══ Given information ══

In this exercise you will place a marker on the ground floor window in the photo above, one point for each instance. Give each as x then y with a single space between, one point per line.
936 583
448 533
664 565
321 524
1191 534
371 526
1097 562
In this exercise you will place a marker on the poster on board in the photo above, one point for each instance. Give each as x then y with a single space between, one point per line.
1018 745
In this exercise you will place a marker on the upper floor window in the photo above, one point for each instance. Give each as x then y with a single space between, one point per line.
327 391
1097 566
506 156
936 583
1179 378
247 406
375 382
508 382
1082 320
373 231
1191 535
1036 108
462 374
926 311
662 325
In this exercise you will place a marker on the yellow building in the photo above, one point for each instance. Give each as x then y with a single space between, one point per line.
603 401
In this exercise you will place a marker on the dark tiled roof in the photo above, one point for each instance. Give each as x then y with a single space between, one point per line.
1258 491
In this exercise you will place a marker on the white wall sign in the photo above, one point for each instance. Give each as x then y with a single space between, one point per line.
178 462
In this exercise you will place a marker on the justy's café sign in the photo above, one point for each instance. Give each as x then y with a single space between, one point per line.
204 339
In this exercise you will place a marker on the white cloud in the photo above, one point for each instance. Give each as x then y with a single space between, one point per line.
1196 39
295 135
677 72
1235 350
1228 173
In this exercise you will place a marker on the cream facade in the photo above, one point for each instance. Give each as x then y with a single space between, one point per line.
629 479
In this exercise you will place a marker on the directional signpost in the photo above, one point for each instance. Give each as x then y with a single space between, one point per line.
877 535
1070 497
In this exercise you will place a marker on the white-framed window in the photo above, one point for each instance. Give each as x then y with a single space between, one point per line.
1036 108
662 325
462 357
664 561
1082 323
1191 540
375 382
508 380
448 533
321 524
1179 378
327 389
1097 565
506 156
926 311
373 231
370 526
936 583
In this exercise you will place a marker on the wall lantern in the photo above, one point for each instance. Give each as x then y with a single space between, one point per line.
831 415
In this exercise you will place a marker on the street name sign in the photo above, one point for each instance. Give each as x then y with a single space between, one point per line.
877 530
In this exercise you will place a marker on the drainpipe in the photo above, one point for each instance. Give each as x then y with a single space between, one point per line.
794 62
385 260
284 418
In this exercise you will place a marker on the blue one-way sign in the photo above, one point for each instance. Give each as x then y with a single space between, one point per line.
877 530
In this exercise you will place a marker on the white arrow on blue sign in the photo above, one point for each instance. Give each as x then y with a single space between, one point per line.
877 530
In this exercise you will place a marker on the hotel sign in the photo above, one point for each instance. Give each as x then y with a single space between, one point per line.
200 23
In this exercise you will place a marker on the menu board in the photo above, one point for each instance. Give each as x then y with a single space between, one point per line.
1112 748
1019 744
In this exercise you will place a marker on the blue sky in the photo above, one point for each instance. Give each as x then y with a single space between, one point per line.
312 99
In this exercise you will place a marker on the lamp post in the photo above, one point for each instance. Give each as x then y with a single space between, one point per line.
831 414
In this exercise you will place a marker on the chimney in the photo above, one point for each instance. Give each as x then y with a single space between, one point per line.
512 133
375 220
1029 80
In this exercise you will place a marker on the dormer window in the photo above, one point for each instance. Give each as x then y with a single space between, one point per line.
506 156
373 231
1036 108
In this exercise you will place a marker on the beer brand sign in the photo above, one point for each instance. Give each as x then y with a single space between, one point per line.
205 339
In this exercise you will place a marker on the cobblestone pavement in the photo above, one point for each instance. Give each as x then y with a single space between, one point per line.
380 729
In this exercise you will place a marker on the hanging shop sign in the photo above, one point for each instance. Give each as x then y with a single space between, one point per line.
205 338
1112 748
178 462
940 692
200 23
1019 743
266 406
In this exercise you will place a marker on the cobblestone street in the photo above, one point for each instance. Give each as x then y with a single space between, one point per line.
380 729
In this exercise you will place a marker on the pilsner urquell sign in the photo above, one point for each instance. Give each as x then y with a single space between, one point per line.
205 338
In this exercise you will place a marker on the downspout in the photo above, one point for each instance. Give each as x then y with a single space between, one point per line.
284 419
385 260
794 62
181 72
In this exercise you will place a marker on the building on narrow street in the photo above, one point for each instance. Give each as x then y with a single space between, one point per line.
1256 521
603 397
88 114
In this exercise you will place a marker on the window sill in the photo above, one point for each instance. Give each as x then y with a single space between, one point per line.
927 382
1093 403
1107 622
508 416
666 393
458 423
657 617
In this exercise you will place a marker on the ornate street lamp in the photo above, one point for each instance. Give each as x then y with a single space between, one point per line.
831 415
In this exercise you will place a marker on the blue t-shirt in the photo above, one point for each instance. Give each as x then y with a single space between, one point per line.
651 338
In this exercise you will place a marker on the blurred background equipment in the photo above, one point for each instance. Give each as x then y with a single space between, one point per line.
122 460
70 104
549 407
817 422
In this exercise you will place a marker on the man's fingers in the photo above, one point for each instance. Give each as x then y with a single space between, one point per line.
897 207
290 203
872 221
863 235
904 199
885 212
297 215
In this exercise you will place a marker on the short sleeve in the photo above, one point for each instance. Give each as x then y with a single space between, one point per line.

═══

* [What you need to do]
Take the line holding "In this exercise you will place a marker on the blurred" and all lines after it through the end of the data, and set them down exactly.

* [Result of the exercise]
In this exercise you will place a marker on the blurred background equipment in the photo above, one point for each instance. Give each as x then y with a single space between, one point per line.
122 460
70 104
549 407
817 422
In this exercise you will place a marker on the man's fingers in the photo above, one point for each instance. Give each as x then y with a single space between, one point per line.
897 207
290 203
872 221
863 235
904 199
885 212
297 215
In this exercise you will place a marker on the short sleeve in the photo above, one point for each instance. Give each as x then y with a single space between, one point per line.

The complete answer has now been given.